> _Study questions_
A – List every question that appears inside quotation marks in the passage about the lunch with a stranger.
B – Continue the passage about the lunch with a stranger, starting right after its last sentence.
═════ Excerpted passage ═════
I stop typing and look at him, more than a little annoyed. “So, what do you do when you aren’t busy eating lunch across from people you don’t even know?” I ask. The words sound harsher than they did in my head, but there it is. At least it is out there.

“I am bringing a new grocery store downtown,” he says. “The people deserve to be able to buy their groceries in their own neighborhood and not have to drive across town.”

I’m not sure how to respond, so I mutter something non-committal. I wonder how much longer this will drag on.  (For those of you who are curious...it drags out for a full hour!)

“What are you working on?” he asks, taking a big bite of whatever it was he ordered.

“A book,” I reply, wondering if this was his modus operandi. Maybe he targets women who are alone. He probably thinks no one would miss them right away.  I wonder if I have worked in a law office too long.  Maybe it is making me suspicious, or pessimistic, or--

Law office.

Crap! I am wearing my work sweater that has the firm’s logo on it. He can find out where I work. Strange-Man-Across-the-Table can track me like prey now. Then I realize that I didn’t tell anyone that I where I was going for lunch. It figures, the one day that I don’t eat a peanut butter and jelly sandwich in the lunchroom is the day I will end up dead via serial killer.

I feel like I am in a horror movie, and I imagine all of the viewers yelling at me. Get out of there! What are you thinking?
"What kind of book are you writing?" he asks, not looking up from his food.
═════ Records provided ═════
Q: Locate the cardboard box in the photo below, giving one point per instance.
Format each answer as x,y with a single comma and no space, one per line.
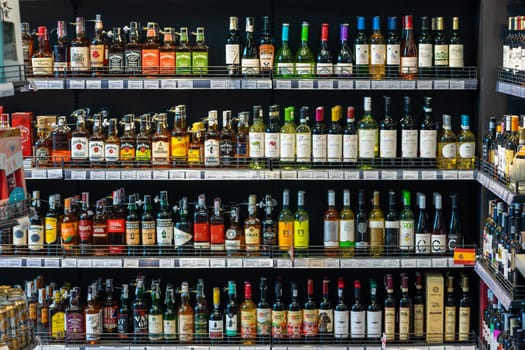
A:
435,294
22,121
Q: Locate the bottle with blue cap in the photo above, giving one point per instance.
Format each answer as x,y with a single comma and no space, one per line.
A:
466,150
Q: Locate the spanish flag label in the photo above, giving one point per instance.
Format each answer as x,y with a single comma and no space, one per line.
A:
═════
> _Set of answers_
A –
"So, what do you do when you aren't busy eating lunch across from people you don't even know?"
"What are you working on?"
"What kind of book are you writing?"

B –
"Dystopian young adult," I answer without thinking, then I clasp a hand over my mouth.  Why did I just tell him that?!

"I don't read much.  I mean, I do for my industry, but not for pleasure," he says.

See!  I knew he wasn't trustworthy.  A non-reader.  Hmph!
“I should really get back to my day job,” I say with false brightness, as I pack up my computer, and gather my cell phone and coat. I am careful to ensure that the Potentially-Dangerous-Man-Across-the-Table does not have access to any of my personal belongings that could lead him right to my door.

“It was nice meeting you,” he replies with a wave and a smile.  I swear I can feel him watch me leave.

I walk briskly back to my office and dash back to my best friend’s desk.

“What’s wrong?” she asks, taking in my frazzled appearance. I spill the story in a rushed jumble of words, backtracking repeatedly to make sure that I emphasized his oddities adequately.  She agrees that is it odd, and reasserts the fact that I have been know to attract some odd characters.

Ever efficient, I decide I should find out who my future killer is.  I dart to my computer and perform a few quick internet searches. Within minutes I present my friend with a photograph of him and a profile page ready for her inspection.  I figure she should keep it all together as evidence...for after I am found slaughtered.

“That’s him!” I nearly shout, pointing at the grainy picture accusingly.

“Hm,” she says tilting her head. “He looks pretty normal. And it looks like he is pretty prominent in the community...Oh! Wait!  That would be the perfect cover.”

I nod my head in agreement, glad that she is taking this as seriously as I am. She turns back to the computer screen and skims his profile.

“Hm. Studied paleontology…economics…yoga…. Interests—“

“What?” I asked, nudging her aside for a better view of the screen. “Oh.”

“I’m sorry, honey,” she says. “Why do you always seem to attract the strange ones?”

“I have no idea,” I mutter, staring at the screen. “Who the hell lists ‘teeth’ under the ‘Interests’ section of their bio?” I try not to shudder.  Teeth?  Really?  Interested in...teeth?
This pictures is so creepy
that I can barely look at it. 
“Dentists?” she offers, her voice hopeful.

"Well, sure,” I agree. “But he isn’t a dentist.”
“No,” she says sadly.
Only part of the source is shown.